━━━ 掲載記事

アメリカ最新情勢

アメリカの最新の経済・政治・社会情勢を解説して参ります

アメリカ最新情勢

本日限りで、ホワイトハウスを立ち去るトランプ前大統領ですが、アメリカ国民に向けた惜別の最後の挨拶、19分余のスピーチの全体像がマスコミに公開されました。スピーチは、my fellow American(同胞のアメリカ人)に始まり、政治家お決まりの台詞、

God bless you America(神のご加護を)で締めくくられました。スピーチの要旨は、まずは就任以来の4年間に政治活動に没頭できたのは、何よりもアメリカ国民、マイク・

ペンス副大統領や閣僚、身辺を護衛してくれたシークレットサービスや緊急時に出動命令を発令した、エアフォースワン等の軍事組織、ファーストレディのメラニア夫人、娘のイバンカや息子のジャレットの身内にも様々な支援を有難うと謝辞を述べました。

━━━━━━
━━━ 保存データ

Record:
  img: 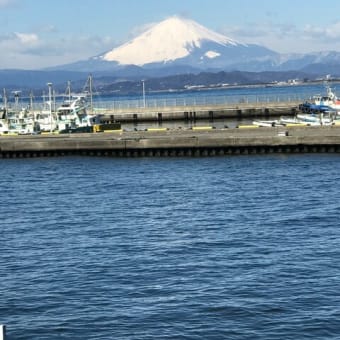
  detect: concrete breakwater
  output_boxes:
[0,126,340,158]
[97,102,300,123]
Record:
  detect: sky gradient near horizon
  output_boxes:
[0,0,340,69]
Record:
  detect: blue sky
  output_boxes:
[0,0,340,69]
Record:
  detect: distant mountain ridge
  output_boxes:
[0,16,340,91]
[45,16,340,78]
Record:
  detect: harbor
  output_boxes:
[0,125,340,158]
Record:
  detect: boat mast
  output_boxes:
[66,81,71,103]
[2,88,7,118]
[88,74,93,114]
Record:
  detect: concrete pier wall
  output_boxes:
[97,102,299,123]
[0,126,340,158]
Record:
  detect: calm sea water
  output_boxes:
[0,155,340,340]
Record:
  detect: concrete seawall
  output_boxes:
[99,102,300,123]
[0,126,340,158]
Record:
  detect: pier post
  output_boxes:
[0,325,6,340]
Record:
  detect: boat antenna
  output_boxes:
[89,74,93,114]
[66,80,71,102]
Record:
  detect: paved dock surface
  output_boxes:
[0,126,340,158]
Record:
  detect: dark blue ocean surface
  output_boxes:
[0,155,340,340]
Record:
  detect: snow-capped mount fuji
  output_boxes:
[49,16,279,77]
[93,16,276,69]
[100,16,245,66]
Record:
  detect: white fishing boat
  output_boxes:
[56,77,95,132]
[34,100,58,132]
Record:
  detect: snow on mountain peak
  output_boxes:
[100,16,243,66]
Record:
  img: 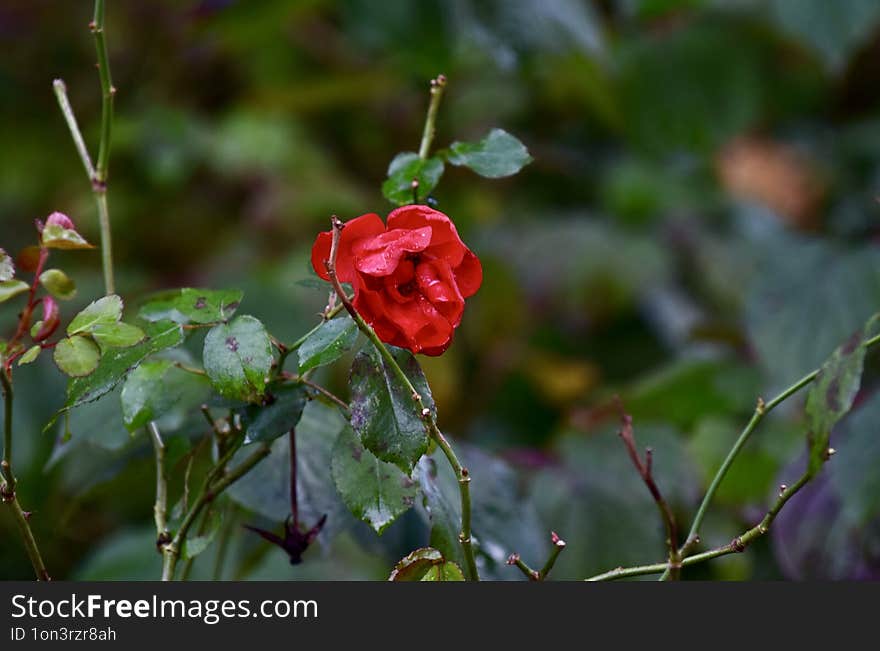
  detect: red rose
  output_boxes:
[312,205,483,355]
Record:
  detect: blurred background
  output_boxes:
[0,0,880,580]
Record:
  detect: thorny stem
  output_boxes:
[507,531,565,581]
[52,79,95,180]
[620,414,681,580]
[147,421,170,551]
[585,473,811,581]
[89,0,116,184]
[324,216,480,581]
[660,335,880,581]
[0,369,51,581]
[416,75,446,159]
[162,443,271,581]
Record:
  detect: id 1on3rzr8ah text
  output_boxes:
[9,626,116,642]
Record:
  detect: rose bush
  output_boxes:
[312,205,483,355]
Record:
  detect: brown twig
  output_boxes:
[507,531,565,581]
[619,407,681,579]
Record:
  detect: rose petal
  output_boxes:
[355,226,431,276]
[312,213,385,283]
[388,209,467,269]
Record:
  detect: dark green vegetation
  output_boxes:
[0,0,880,579]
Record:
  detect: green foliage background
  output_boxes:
[0,0,880,579]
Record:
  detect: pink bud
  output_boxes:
[46,212,76,231]
[34,296,61,342]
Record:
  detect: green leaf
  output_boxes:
[120,359,211,432]
[382,152,443,206]
[18,345,43,366]
[296,314,358,373]
[350,346,436,474]
[180,510,223,560]
[388,547,464,581]
[52,335,101,377]
[62,321,183,412]
[41,224,95,249]
[330,427,418,534]
[0,280,30,303]
[447,129,532,179]
[414,455,464,563]
[91,322,147,350]
[203,315,273,402]
[421,561,464,581]
[139,287,244,323]
[67,294,122,336]
[40,269,76,301]
[806,316,880,475]
[241,384,308,443]
[0,249,15,283]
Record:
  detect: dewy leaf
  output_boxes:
[52,335,101,378]
[91,322,146,350]
[296,314,358,373]
[806,315,878,475]
[120,359,211,432]
[180,510,222,560]
[414,455,464,563]
[388,547,464,581]
[382,152,443,206]
[18,345,43,366]
[63,321,183,412]
[0,280,30,303]
[203,315,273,402]
[139,287,244,323]
[421,561,464,581]
[241,384,308,443]
[0,249,15,283]
[330,427,418,534]
[67,294,122,336]
[447,129,532,179]
[350,346,435,473]
[42,224,95,249]
[40,269,76,301]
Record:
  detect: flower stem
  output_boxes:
[90,0,116,184]
[52,79,95,180]
[147,421,170,550]
[660,335,880,581]
[0,369,51,581]
[585,473,812,581]
[324,215,480,581]
[162,443,271,581]
[419,75,446,160]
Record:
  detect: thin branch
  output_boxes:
[282,373,351,413]
[147,421,171,552]
[585,473,811,581]
[620,413,681,579]
[52,79,95,180]
[413,75,446,159]
[324,215,480,581]
[0,369,51,581]
[89,0,116,184]
[660,335,880,580]
[507,553,541,581]
[540,531,565,581]
[287,427,299,528]
[162,443,271,581]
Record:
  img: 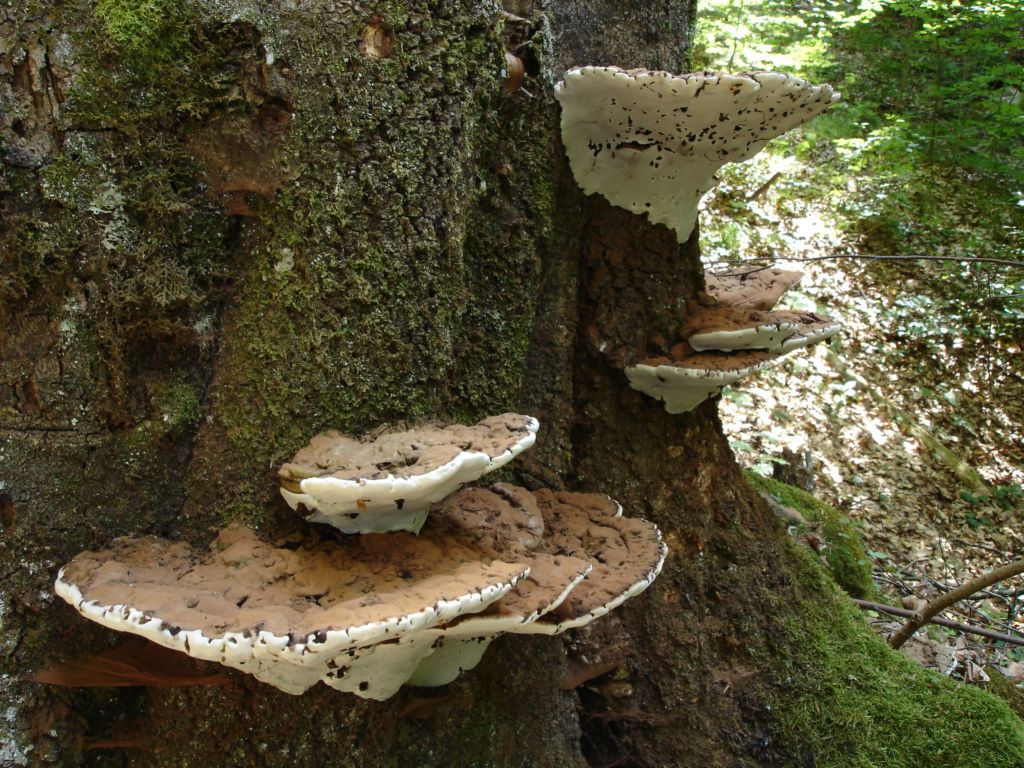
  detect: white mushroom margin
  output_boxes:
[281,414,541,534]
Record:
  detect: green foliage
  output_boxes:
[765,546,1024,768]
[822,0,1024,183]
[743,471,874,597]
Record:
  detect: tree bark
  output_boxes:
[0,0,1019,768]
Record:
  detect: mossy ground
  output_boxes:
[765,543,1024,768]
[743,471,874,598]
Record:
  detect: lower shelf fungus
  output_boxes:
[56,485,666,699]
[279,414,540,534]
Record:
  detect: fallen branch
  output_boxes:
[714,253,1024,272]
[853,599,1024,645]
[889,560,1024,648]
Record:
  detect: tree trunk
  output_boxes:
[0,0,1024,768]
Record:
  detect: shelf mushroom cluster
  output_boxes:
[626,269,842,414]
[555,67,840,414]
[56,414,666,699]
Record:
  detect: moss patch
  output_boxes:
[743,471,874,598]
[765,543,1024,768]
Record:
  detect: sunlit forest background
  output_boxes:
[693,0,1024,677]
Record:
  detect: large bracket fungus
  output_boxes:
[56,485,666,699]
[279,414,540,534]
[555,67,840,243]
[55,527,529,693]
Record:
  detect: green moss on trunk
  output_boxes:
[743,471,874,598]
[762,544,1024,768]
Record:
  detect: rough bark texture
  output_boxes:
[8,0,1024,768]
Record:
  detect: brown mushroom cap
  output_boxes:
[429,483,593,624]
[705,268,804,309]
[680,305,840,352]
[279,414,539,534]
[535,489,668,632]
[56,527,529,692]
[328,484,666,697]
[279,414,537,481]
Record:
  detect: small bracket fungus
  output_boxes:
[626,318,842,414]
[279,414,540,534]
[681,305,840,352]
[555,67,839,243]
[55,527,529,693]
[626,352,772,414]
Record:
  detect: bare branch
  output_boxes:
[889,560,1024,648]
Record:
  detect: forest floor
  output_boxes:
[701,153,1024,680]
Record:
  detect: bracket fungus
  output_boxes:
[705,267,804,310]
[319,483,668,698]
[55,527,529,693]
[555,67,840,243]
[279,414,540,534]
[56,485,666,699]
[626,269,842,414]
[682,306,840,352]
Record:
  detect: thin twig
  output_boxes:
[853,599,1024,645]
[889,560,1024,648]
[746,171,782,203]
[713,253,1024,272]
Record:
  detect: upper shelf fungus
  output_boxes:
[555,67,840,243]
[56,485,666,699]
[279,414,540,534]
[705,267,804,310]
[626,269,842,414]
[682,305,840,352]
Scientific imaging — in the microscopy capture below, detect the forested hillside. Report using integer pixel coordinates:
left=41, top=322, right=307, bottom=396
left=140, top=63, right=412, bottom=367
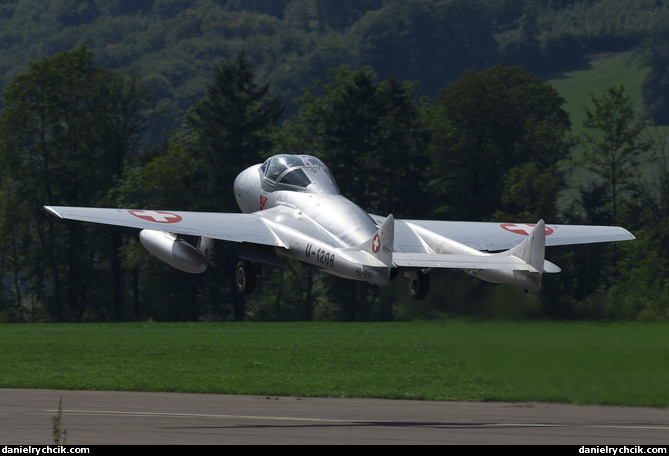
left=0, top=0, right=669, bottom=123
left=0, top=0, right=669, bottom=321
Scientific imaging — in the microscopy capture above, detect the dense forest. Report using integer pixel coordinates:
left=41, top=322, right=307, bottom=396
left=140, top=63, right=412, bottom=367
left=0, top=0, right=669, bottom=322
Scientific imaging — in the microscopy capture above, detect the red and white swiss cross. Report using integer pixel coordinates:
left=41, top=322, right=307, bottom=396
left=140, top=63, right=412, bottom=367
left=128, top=210, right=182, bottom=223
left=500, top=223, right=553, bottom=236
left=372, top=234, right=381, bottom=253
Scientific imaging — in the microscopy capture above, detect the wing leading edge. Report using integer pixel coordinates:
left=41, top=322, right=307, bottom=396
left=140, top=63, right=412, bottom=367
left=372, top=215, right=635, bottom=253
left=44, top=206, right=284, bottom=247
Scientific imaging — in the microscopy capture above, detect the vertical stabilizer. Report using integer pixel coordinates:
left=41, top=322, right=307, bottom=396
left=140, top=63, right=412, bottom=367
left=504, top=220, right=546, bottom=272
left=344, top=214, right=395, bottom=268
left=370, top=214, right=395, bottom=268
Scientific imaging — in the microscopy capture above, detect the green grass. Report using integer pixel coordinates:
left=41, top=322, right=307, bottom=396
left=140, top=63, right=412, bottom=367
left=0, top=321, right=669, bottom=407
left=546, top=54, right=648, bottom=132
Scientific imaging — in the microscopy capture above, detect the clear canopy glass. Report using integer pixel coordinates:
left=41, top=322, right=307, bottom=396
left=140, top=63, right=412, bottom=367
left=260, top=154, right=339, bottom=193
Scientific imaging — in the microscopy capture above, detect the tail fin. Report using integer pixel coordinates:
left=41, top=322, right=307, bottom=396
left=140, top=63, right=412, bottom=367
left=504, top=220, right=552, bottom=272
left=346, top=214, right=395, bottom=268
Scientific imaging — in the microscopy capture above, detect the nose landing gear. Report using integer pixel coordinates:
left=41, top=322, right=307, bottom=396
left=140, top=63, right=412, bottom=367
left=404, top=271, right=430, bottom=301
left=235, top=261, right=258, bottom=296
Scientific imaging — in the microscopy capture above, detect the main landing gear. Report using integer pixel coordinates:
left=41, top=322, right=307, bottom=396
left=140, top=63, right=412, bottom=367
left=235, top=261, right=260, bottom=296
left=404, top=271, right=430, bottom=301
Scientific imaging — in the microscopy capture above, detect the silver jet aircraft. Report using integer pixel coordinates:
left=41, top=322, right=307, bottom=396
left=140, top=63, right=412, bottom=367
left=45, top=155, right=634, bottom=299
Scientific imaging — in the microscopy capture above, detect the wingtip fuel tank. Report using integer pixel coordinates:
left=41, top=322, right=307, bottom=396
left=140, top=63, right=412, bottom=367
left=139, top=230, right=207, bottom=274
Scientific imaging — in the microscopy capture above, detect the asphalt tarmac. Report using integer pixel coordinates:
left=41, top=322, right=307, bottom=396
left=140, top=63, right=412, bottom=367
left=0, top=389, right=669, bottom=447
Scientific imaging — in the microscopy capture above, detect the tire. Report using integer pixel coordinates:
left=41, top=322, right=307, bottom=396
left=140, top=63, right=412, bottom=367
left=235, top=261, right=257, bottom=296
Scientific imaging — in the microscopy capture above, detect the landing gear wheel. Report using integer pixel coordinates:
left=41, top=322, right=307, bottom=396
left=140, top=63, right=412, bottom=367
left=405, top=271, right=430, bottom=301
left=235, top=261, right=258, bottom=296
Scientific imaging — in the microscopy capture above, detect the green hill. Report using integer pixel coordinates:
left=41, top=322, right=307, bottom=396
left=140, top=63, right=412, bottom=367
left=547, top=53, right=648, bottom=131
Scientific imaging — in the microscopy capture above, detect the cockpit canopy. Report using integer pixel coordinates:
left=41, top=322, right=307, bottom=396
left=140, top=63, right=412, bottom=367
left=260, top=154, right=339, bottom=194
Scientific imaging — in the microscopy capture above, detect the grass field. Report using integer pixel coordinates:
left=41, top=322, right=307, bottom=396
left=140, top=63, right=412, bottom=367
left=546, top=53, right=648, bottom=132
left=0, top=321, right=669, bottom=407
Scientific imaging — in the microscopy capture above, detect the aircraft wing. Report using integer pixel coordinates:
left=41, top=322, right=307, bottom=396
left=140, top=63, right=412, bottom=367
left=44, top=206, right=285, bottom=247
left=372, top=215, right=635, bottom=253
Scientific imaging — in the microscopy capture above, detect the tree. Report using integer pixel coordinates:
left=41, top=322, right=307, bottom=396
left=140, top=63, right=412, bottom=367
left=276, top=67, right=429, bottom=321
left=0, top=48, right=148, bottom=320
left=188, top=53, right=284, bottom=211
left=430, top=65, right=570, bottom=220
left=188, top=53, right=284, bottom=321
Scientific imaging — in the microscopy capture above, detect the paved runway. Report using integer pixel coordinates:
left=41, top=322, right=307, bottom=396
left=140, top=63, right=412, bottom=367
left=0, top=389, right=669, bottom=446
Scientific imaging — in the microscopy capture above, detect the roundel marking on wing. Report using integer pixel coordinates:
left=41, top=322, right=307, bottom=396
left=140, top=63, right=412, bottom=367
left=128, top=210, right=182, bottom=223
left=372, top=233, right=381, bottom=253
left=500, top=223, right=554, bottom=236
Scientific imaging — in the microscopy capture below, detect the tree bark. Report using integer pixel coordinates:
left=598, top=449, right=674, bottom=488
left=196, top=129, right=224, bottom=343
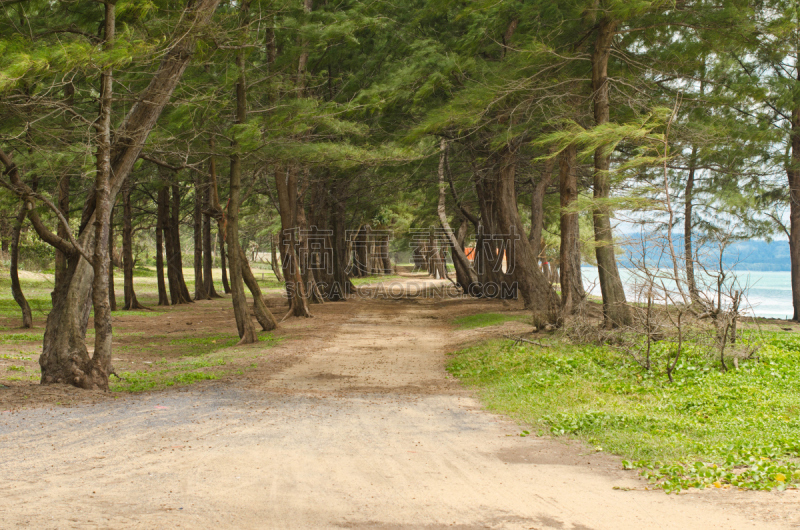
left=192, top=171, right=208, bottom=300
left=269, top=234, right=284, bottom=282
left=37, top=0, right=219, bottom=389
left=241, top=245, right=278, bottom=331
left=295, top=192, right=325, bottom=304
left=683, top=146, right=700, bottom=302
left=495, top=146, right=560, bottom=328
left=108, top=206, right=117, bottom=311
left=122, top=179, right=145, bottom=311
left=227, top=8, right=264, bottom=344
left=84, top=2, right=116, bottom=389
left=592, top=18, right=631, bottom=327
left=559, top=145, right=586, bottom=318
left=53, top=174, right=70, bottom=294
left=786, top=96, right=800, bottom=322
left=203, top=157, right=221, bottom=300
left=436, top=138, right=478, bottom=293
left=328, top=198, right=354, bottom=302
left=217, top=229, right=231, bottom=294
left=528, top=158, right=555, bottom=258
left=9, top=203, right=33, bottom=328
left=169, top=184, right=192, bottom=304
left=156, top=186, right=171, bottom=305
left=275, top=168, right=311, bottom=317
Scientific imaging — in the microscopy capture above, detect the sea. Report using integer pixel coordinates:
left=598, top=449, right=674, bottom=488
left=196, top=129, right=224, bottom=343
left=581, top=265, right=793, bottom=319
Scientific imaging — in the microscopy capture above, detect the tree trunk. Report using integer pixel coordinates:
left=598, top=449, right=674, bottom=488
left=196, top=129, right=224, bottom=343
left=156, top=186, right=172, bottom=305
left=203, top=161, right=221, bottom=300
left=275, top=168, right=311, bottom=317
left=295, top=193, right=325, bottom=304
left=328, top=199, right=354, bottom=302
left=9, top=203, right=33, bottom=328
left=786, top=101, right=800, bottom=322
left=528, top=158, right=555, bottom=258
left=192, top=171, right=208, bottom=300
left=53, top=174, right=70, bottom=294
left=269, top=234, right=284, bottom=282
left=495, top=148, right=560, bottom=328
left=39, top=0, right=219, bottom=389
left=169, top=184, right=192, bottom=304
left=108, top=206, right=117, bottom=311
left=227, top=12, right=264, bottom=344
left=559, top=145, right=586, bottom=318
left=683, top=147, right=700, bottom=302
left=241, top=245, right=278, bottom=331
left=355, top=225, right=371, bottom=278
left=83, top=3, right=116, bottom=389
left=592, top=18, right=631, bottom=327
left=217, top=232, right=231, bottom=294
left=122, top=179, right=146, bottom=311
left=436, top=138, right=478, bottom=293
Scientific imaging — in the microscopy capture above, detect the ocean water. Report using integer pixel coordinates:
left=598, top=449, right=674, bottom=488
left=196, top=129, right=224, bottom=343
left=581, top=266, right=793, bottom=318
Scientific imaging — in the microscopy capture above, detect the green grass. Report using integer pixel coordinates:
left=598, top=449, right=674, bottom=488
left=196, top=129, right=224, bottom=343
left=453, top=313, right=531, bottom=329
left=448, top=333, right=800, bottom=492
left=0, top=332, right=44, bottom=344
left=110, top=369, right=224, bottom=392
left=350, top=274, right=402, bottom=286
left=110, top=333, right=278, bottom=392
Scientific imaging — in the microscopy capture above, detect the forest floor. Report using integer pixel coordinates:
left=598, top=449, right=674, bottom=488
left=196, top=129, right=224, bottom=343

━━━━━━

▶ **課題一覧**:
1. 掲載記事において、トランプ前大統領がスピーチで謝辞を述べた理由はどのように説明されていますか。1～3文で述べてください。
2. トランプ前大統領の退任スピーチを扱った掲載記事を、最後の文の後から書き継いでください。

▶ **回答一覧**:
1. 就任以来の4年間に政治活動に没頭できたのは、アメリカ国民をはじめ、マイク・ペンス副大統領や閣僚、シークレットサービス、エアフォースワン等の軍事組織、メラニア夫人ら身内の様々な支援があったからです。そのため、トランプ前大統領はこれらの人々に謝辞を述べました。

2.
看板政策のアメリカ第一主義が功を奏して、アメリカ国土の安全を維持できた実績を回想しつつ、ウラン濃縮凍結などのIAEA決議を無視してアメリカへの敵対姿勢を崩さないイランのソレイマニ司令官のアメリカ空軍の爆撃による殺害計画が見事に成功して

イランの軍部を弱体化させた功績も披露しています。一度は、大統領権限(特権)でイラン核攻撃を指示しつつも数時間後に核攻撃を撤回して軍事拠点のみを攻撃対象とする作戦に切り替えた決断で、アメリカ・イラン間の本格的戦闘を回避できたといっても過言では無いでしょうか。Middle East(中近東)という単語を何度も繰り返した背景には

キリスト・カトリック教徒の聖地であるばかりでは無くてイスラム教の聖地でもある、

エルサレムにアメリカ大使館を移転させた現代の最大の同盟国かもしれないイスラエルの存亡も念頭にあったのかもしれません。

アメリカ国内を分断させてきた民族問題・移民問題に関しては、一転して、マイノリティのアフリカ系移民、ヒスパニック移民、アジア系移民との民族融和を提唱しました。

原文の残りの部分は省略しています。